» **Work instructions**:
A) According to the passage on the Student Athlete Level Playing Field Act, which two representatives re-introduced the bill in April 2021?
B) Extend the passage on the Student Athlete Level Playing Field Act beyond its final sentence.

» **Passage**:
In April of 2021, Rep. Anthony Gonzalez (R-OH) and Rep. Emanuel Cleaver (D-MO) re-introduced an amended bi-partisan NIL bill called the “Student Athlete Level Playing Field Act” (“LPFA”), which seeks to strike a middle ground between CACRA’s deference to the status quo and CABOR’s expansive approach. Like CACRA and CABOR, LPFA generally prohibits the NCAA, athletic conferences, and universities from restricting student-athletes’ NIL relationships. Like CACRA, it allows those rulemaking bodies to impose certain restrictions on student-athletes, but limits the restrictions to certain categories (e.g. tobacco, alcohol, controlled substances, adult entertainment and gambling). Also like CABOR, the bill requires certain reciprocal restrictions, by prohibiting any institution that limits student-athlete NIL activity in a particular category from engaging in any sponsorship activity in that same category. The bill also creates a federal antitrust exemption for any causes of action that might otherwise stem from the bill—representing a narrower antitrust exemption than the blanket exemption proposed in CACRA. Unlike CABOR and CACRA, LPFA imposes no requirement that student-athletes disclose NIL deals to their institutions, the NCAA, or any other body.

» **Saved data entries**:
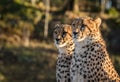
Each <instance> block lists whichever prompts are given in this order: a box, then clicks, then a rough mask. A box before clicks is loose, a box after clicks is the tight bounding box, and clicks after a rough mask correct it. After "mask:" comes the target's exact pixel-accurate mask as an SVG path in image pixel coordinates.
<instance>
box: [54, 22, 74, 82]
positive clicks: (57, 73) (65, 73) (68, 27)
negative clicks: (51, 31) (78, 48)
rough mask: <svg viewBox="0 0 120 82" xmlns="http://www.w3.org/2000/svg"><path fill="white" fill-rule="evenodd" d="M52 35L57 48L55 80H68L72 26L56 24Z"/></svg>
mask: <svg viewBox="0 0 120 82" xmlns="http://www.w3.org/2000/svg"><path fill="white" fill-rule="evenodd" d="M53 35H54V43H55V45H56V47H57V49H58V50H59V54H58V58H57V65H56V78H57V82H70V65H71V59H72V54H73V52H74V43H73V39H72V28H71V26H70V25H67V24H57V25H55V28H54V32H53Z"/></svg>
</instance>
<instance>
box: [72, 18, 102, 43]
mask: <svg viewBox="0 0 120 82" xmlns="http://www.w3.org/2000/svg"><path fill="white" fill-rule="evenodd" d="M100 24H101V19H100V18H97V19H93V18H90V17H85V18H76V19H74V20H73V22H72V32H73V39H74V41H75V42H76V41H82V40H84V39H85V38H87V36H88V35H90V34H94V33H96V32H98V30H99V29H98V27H99V26H100Z"/></svg>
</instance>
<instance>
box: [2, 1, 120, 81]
mask: <svg viewBox="0 0 120 82" xmlns="http://www.w3.org/2000/svg"><path fill="white" fill-rule="evenodd" d="M45 1H46V0H1V1H0V82H48V81H49V82H55V68H56V67H55V65H56V59H57V54H58V51H57V49H56V48H55V46H54V43H53V38H52V35H53V34H52V30H53V27H54V25H55V24H56V23H68V24H71V21H72V20H73V19H74V18H75V17H81V16H92V17H96V16H97V17H98V16H99V17H101V18H102V20H103V21H102V25H101V32H102V35H103V37H104V39H105V40H106V44H107V47H108V48H107V49H108V51H109V53H110V57H111V59H112V62H113V63H114V66H115V68H116V70H117V72H118V73H119V75H120V44H119V42H120V36H119V33H120V11H119V8H117V7H116V5H117V4H116V2H115V0H112V1H113V6H112V7H111V8H110V9H105V5H102V4H100V2H98V0H84V1H83V0H50V10H49V11H48V14H49V17H48V18H47V21H48V22H49V24H48V26H49V27H48V36H47V38H44V30H45V29H44V26H45V18H46V15H45V11H46V6H45V5H46V2H45ZM116 1H117V0H116ZM104 4H106V3H104ZM118 4H119V3H118ZM101 8H102V9H101Z"/></svg>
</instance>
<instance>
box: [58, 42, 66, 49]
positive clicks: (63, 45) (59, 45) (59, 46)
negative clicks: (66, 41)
mask: <svg viewBox="0 0 120 82" xmlns="http://www.w3.org/2000/svg"><path fill="white" fill-rule="evenodd" d="M67 43H68V41H67V42H65V43H62V44H60V43H56V46H57V47H58V48H60V47H64V46H66V45H67Z"/></svg>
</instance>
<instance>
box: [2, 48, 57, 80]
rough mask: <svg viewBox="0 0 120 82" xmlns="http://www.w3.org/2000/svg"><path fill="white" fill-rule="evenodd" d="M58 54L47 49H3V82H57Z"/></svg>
mask: <svg viewBox="0 0 120 82" xmlns="http://www.w3.org/2000/svg"><path fill="white" fill-rule="evenodd" d="M56 54H57V52H56V51H55V50H53V49H45V48H40V47H37V48H25V47H19V48H11V49H8V48H2V49H1V50H0V74H1V75H2V76H3V77H4V79H3V80H1V79H0V81H2V82H28V81H29V82H33V81H34V82H48V81H49V82H55V65H56V56H57V55H56Z"/></svg>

» **Answers to the tasks**:
A) Rep. Anthony Gonzalez (R-OH) and Rep. Emanuel Cleaver (D-MO).

B)
These three proposed bills represent three distinct legislative approaches to the same problem. If passed and signed into law, each would permit student-athletes to earn compensation for the use of their NIL, and create a national governing framework for doing so. While CABOR goes much further than CACRA and LPFA in securing health benefits and revenue sharing for student-athletes, each bill would prohibit the NCAA, athletic conferences, and universities from restricting student-athlete NIL earning opportunities, and each bill would establish a uniform set of standard and rules and preempt the uneven patchwork of state NIL laws.
Conclusions
The NCAA’s interim NIL policy works in concert with the various state NIL laws to allow student-athletes to monetize their NIL rights. Passage of federal law that preempts the current state-by-state approach seems necessary if college athletics is to retain any of its familiar shape and system. Without an overarching, federal scheme, NIL-related, systemic upheaval seems inevitable. For now, athletic conferences, colleges, agents, and sponsors must navigate the mosaic of state laws in order to ensure that they can best compete for student-athlete attention, while developing policies and undertaking practices that comport with various state laws.